**SÉRIE D'EXERCICES**
• A. Répondez aux questions suivantes d'après le texte sur Les Maîtres chanteurs de Wagner à Berlin :
(i) Dans le cadre de quel événement berlinois l'opéra est-il donné ?
(ii) Combien d'actes l'opéra comporte-t-il ?
(iii) Quel interprète tient le rôle de Hans Sachs ?
• B. Poursuivez le texte sur Les Maîtres chanteurs de Wagner à Berlin à partir de l'endroit où il s'arrête.

**TEXTE À LIRE**
★ ★ ★ ★ ★
Opéra : Les Maîtres chanteurs de Wagner aux Festtage de Berlin ou l'excellence

Maitres chanteurs de Wagner 1
Acte I ©Bernd Uhlig

  • Richard Wagner : Die Meistersinger von Nürnberg. Opéra en trois actes. Livret du compositeur
  • Wolfgang Koch (Hans Sachs), Klaus Florian Vogt (Walther von Stolzing), Julia Kleiter (Eva), Matti Salminen (Veit Pogner), Martin Gantner (Sixtus Beckmesser), Siyabonga Maqungo (David), Katharina Kammerloher (Magdalena), Jürgen Linn (Fritz Kothner), Graham Clark (Kunz Vogelgesang), Siegfried Jerusalem (Balthasar Zorn), Reiner Goldberg (Ulrich Eisslinger), Franz Mazura (Hanz Schwarz), Olaf Bär (Hans Foltz), Adam Kutny (Konrad Nachtigall), Florian Hoffmann (Augustin Moser), Arttu Kataja (Hermann Ortel), Erik Rosenius (Ein Nachtwächter)
★ ★ ★ ★ ★
(Entrées de placement de points)
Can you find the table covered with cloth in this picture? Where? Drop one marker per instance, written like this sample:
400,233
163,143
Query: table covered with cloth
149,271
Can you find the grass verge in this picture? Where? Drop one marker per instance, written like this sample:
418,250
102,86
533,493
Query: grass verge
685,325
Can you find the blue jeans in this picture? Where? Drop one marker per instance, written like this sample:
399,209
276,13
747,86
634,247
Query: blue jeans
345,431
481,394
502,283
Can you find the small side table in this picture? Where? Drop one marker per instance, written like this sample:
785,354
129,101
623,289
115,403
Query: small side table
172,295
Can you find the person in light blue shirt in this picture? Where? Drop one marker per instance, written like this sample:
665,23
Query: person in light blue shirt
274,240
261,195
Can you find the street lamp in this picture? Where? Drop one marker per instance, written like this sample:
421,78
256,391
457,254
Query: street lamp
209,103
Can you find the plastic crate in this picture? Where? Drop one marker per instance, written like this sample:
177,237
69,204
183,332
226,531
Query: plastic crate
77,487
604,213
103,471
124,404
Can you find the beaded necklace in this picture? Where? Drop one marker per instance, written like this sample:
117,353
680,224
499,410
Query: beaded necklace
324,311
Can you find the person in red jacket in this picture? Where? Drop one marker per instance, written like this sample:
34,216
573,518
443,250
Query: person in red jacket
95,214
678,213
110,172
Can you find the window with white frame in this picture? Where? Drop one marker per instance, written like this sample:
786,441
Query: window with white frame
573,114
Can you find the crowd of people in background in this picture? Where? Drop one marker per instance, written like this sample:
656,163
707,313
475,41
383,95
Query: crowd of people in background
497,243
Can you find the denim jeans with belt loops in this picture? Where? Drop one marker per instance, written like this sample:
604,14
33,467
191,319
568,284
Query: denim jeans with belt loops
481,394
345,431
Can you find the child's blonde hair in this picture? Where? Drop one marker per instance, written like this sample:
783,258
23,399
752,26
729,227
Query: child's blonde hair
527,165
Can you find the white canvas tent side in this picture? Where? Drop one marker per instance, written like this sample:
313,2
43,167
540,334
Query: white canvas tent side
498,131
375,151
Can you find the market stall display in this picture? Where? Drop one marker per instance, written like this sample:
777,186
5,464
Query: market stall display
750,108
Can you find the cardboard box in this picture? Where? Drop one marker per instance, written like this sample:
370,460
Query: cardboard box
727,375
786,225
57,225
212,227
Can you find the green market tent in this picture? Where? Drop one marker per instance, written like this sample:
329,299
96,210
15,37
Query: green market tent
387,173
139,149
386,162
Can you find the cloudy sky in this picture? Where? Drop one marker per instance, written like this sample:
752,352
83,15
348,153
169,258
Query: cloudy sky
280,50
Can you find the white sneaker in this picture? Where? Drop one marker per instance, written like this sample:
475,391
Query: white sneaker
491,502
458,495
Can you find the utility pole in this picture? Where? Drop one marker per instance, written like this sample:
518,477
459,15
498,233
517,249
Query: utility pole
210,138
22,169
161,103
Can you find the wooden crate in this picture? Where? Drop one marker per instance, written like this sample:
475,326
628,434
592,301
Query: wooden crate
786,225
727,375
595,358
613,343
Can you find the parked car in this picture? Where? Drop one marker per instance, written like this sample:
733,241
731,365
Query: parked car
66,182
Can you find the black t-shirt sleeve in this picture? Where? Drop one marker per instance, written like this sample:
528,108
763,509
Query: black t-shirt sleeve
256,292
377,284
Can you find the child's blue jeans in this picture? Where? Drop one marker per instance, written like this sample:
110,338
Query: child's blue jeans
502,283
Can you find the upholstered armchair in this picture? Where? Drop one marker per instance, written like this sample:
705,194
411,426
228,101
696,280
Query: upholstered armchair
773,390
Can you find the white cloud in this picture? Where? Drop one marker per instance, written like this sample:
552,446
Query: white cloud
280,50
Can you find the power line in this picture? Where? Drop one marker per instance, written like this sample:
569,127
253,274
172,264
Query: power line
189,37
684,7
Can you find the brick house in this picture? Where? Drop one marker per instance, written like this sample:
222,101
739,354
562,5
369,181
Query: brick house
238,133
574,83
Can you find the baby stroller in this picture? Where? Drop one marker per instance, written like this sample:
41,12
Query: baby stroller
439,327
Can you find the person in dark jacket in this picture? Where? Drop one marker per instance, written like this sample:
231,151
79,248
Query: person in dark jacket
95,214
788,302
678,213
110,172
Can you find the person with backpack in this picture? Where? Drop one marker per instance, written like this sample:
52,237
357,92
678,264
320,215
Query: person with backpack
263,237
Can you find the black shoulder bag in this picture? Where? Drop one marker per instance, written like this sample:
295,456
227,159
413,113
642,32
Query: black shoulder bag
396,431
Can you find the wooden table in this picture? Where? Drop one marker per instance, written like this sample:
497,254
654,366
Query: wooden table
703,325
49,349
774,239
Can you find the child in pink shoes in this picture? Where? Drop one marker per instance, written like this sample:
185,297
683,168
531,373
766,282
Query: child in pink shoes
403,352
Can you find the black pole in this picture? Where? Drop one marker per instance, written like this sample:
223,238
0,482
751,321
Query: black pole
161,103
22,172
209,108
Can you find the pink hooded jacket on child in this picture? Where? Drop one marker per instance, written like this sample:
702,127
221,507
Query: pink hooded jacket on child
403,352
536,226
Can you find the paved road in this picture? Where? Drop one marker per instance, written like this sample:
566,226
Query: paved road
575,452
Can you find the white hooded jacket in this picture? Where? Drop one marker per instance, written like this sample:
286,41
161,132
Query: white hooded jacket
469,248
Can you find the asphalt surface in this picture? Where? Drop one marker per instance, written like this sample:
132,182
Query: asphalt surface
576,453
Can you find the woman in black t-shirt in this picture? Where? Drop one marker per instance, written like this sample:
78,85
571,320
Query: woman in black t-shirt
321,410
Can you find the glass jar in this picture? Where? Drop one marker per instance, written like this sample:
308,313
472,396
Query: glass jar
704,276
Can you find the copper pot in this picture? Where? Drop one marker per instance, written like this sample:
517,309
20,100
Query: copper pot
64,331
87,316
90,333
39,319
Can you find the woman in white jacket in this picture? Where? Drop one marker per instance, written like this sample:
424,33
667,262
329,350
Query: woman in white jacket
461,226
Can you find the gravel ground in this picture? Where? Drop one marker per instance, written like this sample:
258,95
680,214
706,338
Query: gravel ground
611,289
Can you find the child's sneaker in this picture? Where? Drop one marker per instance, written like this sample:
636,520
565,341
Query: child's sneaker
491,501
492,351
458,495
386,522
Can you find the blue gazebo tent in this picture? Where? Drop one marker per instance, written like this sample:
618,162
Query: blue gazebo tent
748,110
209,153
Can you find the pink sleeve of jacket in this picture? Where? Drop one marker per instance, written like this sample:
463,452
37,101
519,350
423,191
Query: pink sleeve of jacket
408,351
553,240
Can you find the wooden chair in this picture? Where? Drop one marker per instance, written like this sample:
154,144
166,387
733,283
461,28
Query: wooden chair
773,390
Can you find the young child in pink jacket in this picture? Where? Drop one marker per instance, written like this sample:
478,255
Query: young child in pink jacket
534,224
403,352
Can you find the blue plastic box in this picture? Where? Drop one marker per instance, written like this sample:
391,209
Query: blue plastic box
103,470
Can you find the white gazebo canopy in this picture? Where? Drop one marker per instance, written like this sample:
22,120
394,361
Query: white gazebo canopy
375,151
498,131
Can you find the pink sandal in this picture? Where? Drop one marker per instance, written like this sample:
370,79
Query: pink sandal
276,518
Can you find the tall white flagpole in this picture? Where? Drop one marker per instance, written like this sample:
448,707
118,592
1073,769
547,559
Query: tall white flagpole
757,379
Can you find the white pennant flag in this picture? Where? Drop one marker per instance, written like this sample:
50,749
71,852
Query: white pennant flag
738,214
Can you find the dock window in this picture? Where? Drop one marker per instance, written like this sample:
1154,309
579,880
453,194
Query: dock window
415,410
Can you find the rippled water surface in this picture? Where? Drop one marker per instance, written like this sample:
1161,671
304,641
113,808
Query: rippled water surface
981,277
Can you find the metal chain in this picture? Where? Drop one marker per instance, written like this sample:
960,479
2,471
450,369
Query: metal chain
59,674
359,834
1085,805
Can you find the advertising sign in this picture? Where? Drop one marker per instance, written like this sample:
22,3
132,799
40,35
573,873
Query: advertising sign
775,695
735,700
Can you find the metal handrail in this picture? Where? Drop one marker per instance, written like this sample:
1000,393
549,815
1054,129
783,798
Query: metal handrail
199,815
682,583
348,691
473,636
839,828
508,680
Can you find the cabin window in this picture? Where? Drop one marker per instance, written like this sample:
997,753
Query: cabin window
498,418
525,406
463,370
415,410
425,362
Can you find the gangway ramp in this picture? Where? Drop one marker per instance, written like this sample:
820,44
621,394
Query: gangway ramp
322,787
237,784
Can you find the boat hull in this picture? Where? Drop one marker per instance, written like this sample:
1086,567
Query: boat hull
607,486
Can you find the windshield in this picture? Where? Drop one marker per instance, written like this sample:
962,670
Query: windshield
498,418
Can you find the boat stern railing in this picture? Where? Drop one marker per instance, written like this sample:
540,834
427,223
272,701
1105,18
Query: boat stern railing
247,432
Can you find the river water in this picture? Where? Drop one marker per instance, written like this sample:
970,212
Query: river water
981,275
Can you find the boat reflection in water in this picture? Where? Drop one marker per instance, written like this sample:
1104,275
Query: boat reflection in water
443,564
★ ★ ★ ★ ★
**CORRIGÉ DES EXERCICES**
• A.
(i) Les Festtage de Berlin.
(ii) Trois actes.
(iii) Wolfgang Koch.

• B.
  • Staatsopernchor, dir. Martin Wright
  • Staatskapelle Berlin, dir. Daniel Barenboim
  • Mise en scène : Andrea Moses
  • Jan Pappelbaum, décors
  • Adriana Braga Peretzki, costumes
  • Olaf Freese, lumières
  • Staatsoper unter den Linden, Berlin, le 14 avril 2019 à 16 h
  • Et le 21 avril 2019 à 16 h 

C'est avec un plaisir sans mélange qu'on revoit la production des Maîtres Chanteurs de Nuremberg due au team formé par Daniel Barenboim et Andrea Moses. Car voilà bien une habile modernisation qui fait sens et ne s'éloigne pas du texte de Wagner, comme une direction musicale tutoyant l'excellence, relevée par un plateau vocal mêlant anciens et modernes dans un joli esprit unanimiste. Une soirée à marquer d'une pierre blanche.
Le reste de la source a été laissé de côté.